PROBLEM SET:
- A) Return the passage of the woodpecker article that begins at the words "Our IT Services" and stops after "they will fail.", copied word for word.
- B) Resume the woodpecker article with the text that follows its last sentence.

QUOTED PASSAGE:
-*-
It's a Wood Pecker!
How can we achieve excellence with limited resources, budgets, training; and a laundry list of IT Project needs and requests. Staying focused on your strengths is a good place to start.
“A woodpecker can tap twenty times on a thousand trees and get nowhere, but stay busy. Or he can tap twenty-thousand times on one tree and get dinner.”
The Full Scoop
Recently while on an outdoor walk, a passerby pointed to a telephone poll and excitingly exclaimed, "It's a wood pecker, I haven't seen one of those since I was a kid!!". They were so excited. As usual, I was too engulfed in my own thoughts to notice and appreciated it being pointed out, to be present in the moment; and I enjoyed viewing their excitement at something that some would consider a less than thrilling experience.
Wood Peckers are amazing creatures, and their success depends on staying focused and doing what they do best. They aren't ducks, geese or swans; and that is okay - you can't be everything to everyone, but you can stay focused and do what you do best.“A woodpecker can tap twenty times on a thousand trees and get nowhere, but stay busy. Or he can tap twenty-thousand times on one tree and get dinner.”
Our IT Services team often focuses on keeping the right people in the right roles to ensure we are on track for success. Within our IT Helpdesk for instance, it is important to have people who are able to work with users in a patient, unscripted manner. You need to be a good critical thinker. There are some that would not be a good fit for a high pressure technical job, and if we were to place individuals in a position when they are not a good fit; they will fail.
-*-
INFORMATION PROVIDED:
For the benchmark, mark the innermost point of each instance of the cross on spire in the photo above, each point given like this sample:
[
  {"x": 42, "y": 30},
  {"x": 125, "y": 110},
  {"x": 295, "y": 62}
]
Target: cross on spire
-*-
WRITTEN RESPONSES:
- A)
Our IT Services team often focuses on keeping the right people in the right roles to ensure we are on track for success. Within our IT Helpdesk for instance, it is important to have people who are able to work with users in a patient, unscripted manner. You need to be a good critical thinker. There are some that would not be a good fit for a high pressure technical job, and if we were to place individuals in a position when they are not a good fit; they will fail.

- B)
Tom Rath wrote a book some years back called, Strengthsfinder 2.0. My business partner and I have been reviewing some of his key points. Not focusing on your weaknesses seems counter intuitive in our culture, but the point for us has been to not to ignore the weaknesses within our IT Services business; but rather to place individuals in the right positions, where they can focus on their strengths and become much more of what they already are.
If we try to use a Wood Pecker to fill the role of a Duck, we may be disappointed. If someone has limited experience performing software development, but has a talent for debugging complicated issues on our IT Helpdesk; we are going to see if they would like more opportunities to expand their skill set. If a team member struggles with resolving challenging networking and server maintenance issues, but are very organized and people focused; we will move them to an account manager role.
Often organizations use people in the wrong way, and punish the individual rather than understanding where their nature talents reside. We need to help people become the best of who they are, rather than forcing them into something they are not. By aligning training with nature talents and experience, we will find our team becoming increasingly competent and competitive.